### [Instructions to follow]
Reproduce word for word the lines of the rows below, from the line containing "Keypoint placement rule: for each instance of the stack" through the last line, both included. Give nothing else.

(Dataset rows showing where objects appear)
▼

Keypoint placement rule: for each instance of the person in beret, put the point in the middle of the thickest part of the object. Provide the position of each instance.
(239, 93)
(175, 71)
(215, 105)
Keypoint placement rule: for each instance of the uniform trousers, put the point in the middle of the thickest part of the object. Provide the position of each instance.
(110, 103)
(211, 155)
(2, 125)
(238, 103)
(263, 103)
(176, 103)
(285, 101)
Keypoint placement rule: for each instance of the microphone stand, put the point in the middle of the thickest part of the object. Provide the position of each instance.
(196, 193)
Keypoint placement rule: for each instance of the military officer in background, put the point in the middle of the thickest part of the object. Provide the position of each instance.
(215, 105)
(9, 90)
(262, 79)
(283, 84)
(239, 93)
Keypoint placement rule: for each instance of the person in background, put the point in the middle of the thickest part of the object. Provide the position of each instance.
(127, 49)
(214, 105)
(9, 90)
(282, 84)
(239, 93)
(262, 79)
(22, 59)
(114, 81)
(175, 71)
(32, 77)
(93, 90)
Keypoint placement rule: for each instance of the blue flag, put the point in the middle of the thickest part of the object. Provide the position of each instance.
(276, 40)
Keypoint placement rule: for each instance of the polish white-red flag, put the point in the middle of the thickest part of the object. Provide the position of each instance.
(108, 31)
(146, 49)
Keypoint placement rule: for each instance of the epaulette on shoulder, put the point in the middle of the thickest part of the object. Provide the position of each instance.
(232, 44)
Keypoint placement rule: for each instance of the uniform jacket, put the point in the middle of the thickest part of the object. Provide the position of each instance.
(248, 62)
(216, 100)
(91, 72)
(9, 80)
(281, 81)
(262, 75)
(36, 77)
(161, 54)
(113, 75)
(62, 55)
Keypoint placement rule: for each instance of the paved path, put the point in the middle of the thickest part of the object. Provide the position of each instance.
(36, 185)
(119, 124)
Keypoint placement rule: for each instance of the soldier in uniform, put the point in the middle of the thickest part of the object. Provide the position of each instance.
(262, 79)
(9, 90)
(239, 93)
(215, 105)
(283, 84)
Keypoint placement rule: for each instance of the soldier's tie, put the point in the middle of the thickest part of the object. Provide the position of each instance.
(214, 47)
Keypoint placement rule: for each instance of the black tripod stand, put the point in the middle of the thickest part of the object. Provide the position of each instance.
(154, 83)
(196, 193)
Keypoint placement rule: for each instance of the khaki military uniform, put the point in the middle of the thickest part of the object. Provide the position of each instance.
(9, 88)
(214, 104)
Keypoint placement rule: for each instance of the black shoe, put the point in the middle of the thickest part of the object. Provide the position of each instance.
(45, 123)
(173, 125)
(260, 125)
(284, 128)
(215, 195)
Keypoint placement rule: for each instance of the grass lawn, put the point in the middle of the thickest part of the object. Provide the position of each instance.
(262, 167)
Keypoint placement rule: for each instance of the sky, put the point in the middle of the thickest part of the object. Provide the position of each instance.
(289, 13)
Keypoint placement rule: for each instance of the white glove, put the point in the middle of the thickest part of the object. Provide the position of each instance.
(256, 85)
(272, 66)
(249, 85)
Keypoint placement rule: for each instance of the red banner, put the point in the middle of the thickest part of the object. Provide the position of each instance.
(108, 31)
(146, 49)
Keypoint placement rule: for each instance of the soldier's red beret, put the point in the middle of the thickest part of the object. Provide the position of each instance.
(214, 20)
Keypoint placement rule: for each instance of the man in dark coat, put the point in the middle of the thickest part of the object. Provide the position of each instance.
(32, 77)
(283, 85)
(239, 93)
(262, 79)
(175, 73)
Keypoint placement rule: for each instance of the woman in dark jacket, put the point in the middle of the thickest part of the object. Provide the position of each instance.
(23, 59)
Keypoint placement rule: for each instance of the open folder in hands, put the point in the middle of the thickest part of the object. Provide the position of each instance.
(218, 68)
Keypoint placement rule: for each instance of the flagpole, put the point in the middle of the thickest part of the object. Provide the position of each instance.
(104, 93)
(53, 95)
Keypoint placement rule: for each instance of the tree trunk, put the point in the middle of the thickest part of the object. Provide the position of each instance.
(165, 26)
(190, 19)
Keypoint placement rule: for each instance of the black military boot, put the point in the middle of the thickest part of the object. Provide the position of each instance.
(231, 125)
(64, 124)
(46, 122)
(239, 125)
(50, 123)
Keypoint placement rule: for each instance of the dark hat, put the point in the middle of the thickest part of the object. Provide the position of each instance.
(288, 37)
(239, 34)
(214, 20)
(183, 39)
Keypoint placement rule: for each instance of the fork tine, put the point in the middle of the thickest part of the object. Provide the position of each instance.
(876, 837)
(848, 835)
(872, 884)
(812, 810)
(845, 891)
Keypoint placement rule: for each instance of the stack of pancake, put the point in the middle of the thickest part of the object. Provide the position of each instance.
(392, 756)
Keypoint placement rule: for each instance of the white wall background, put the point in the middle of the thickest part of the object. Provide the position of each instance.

▲

### [Result for this task]
Keypoint placement rule: for each instance of the stack of pancake, put the point in the middle of the thickest part of the object. Provide the position of each instance.
(392, 756)
Keypoint placement rule: for each instance of the white wall background, put the point in the middle of the thickest part of the object. Provide the position of each instance.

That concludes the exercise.